**GIVEN PROBLEM**
Starting at the line that contains "If it's not too much trouble, could you detect the tree" and stopping at the end of the records below, reproduce those lines with each bounding box coordinate in the answers shifted by -81. Leave the request lines as they are.

**Stored items from a collection**
━━━━━━━━

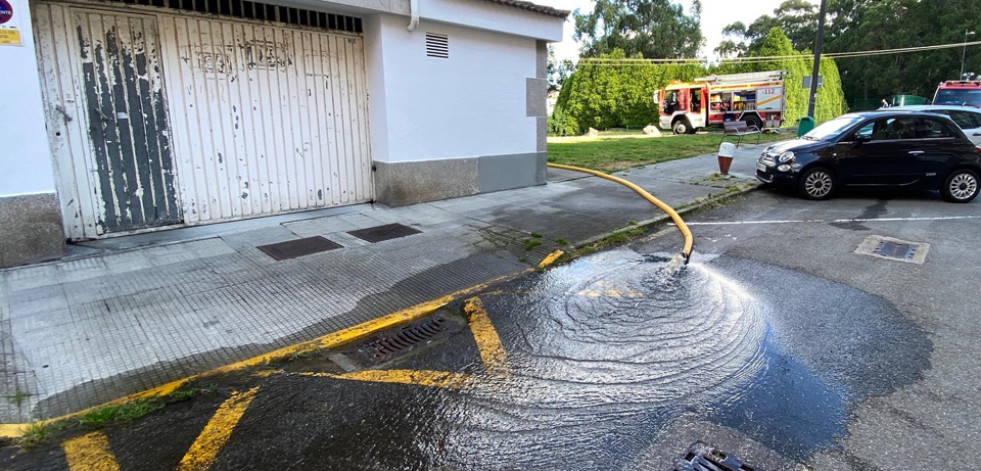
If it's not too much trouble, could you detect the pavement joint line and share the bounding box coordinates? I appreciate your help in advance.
[177,386,259,471]
[61,432,119,471]
[463,297,511,377]
[0,266,554,438]
[293,370,471,389]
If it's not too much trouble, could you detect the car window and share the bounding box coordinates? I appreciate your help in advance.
[943,110,976,129]
[915,118,954,139]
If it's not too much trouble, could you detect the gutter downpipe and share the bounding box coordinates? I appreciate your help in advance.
[406,0,419,31]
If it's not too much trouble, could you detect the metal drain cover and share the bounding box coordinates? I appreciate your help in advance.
[331,312,466,369]
[348,224,420,243]
[256,236,343,260]
[672,442,759,471]
[855,235,930,265]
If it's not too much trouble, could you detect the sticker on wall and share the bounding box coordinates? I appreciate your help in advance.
[0,0,24,46]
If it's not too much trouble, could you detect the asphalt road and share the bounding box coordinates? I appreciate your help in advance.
[0,185,981,471]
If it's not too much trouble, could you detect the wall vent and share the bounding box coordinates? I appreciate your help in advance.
[99,0,362,33]
[426,33,450,59]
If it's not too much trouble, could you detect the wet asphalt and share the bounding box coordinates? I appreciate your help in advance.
[0,185,981,471]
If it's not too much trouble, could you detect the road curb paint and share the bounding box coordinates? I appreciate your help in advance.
[177,386,259,471]
[61,432,119,471]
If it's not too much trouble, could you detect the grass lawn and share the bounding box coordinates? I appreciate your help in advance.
[548,132,794,172]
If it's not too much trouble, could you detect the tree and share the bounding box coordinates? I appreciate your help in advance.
[574,0,704,59]
[545,44,576,92]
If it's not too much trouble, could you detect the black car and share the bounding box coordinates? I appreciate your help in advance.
[756,111,981,203]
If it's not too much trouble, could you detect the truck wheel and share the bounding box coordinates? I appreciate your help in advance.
[671,119,694,134]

━━━━━━━━

**ANSWER TO THIS EXERCISE**
If it's not too much trouble, could you detect the tree and share the bounding box coordinates? I appreciate your help in advance.
[493,-81,623,-22]
[464,-37,495,11]
If it's not too much trouble, could you detect the black car and share the bounding box coordinates? I appreciate your help in advance.
[675,30,900,122]
If it's not too much trouble, could you detect the truck wheel and share the bounding box coordinates? I appreciate your help in advance.
[590,38,613,53]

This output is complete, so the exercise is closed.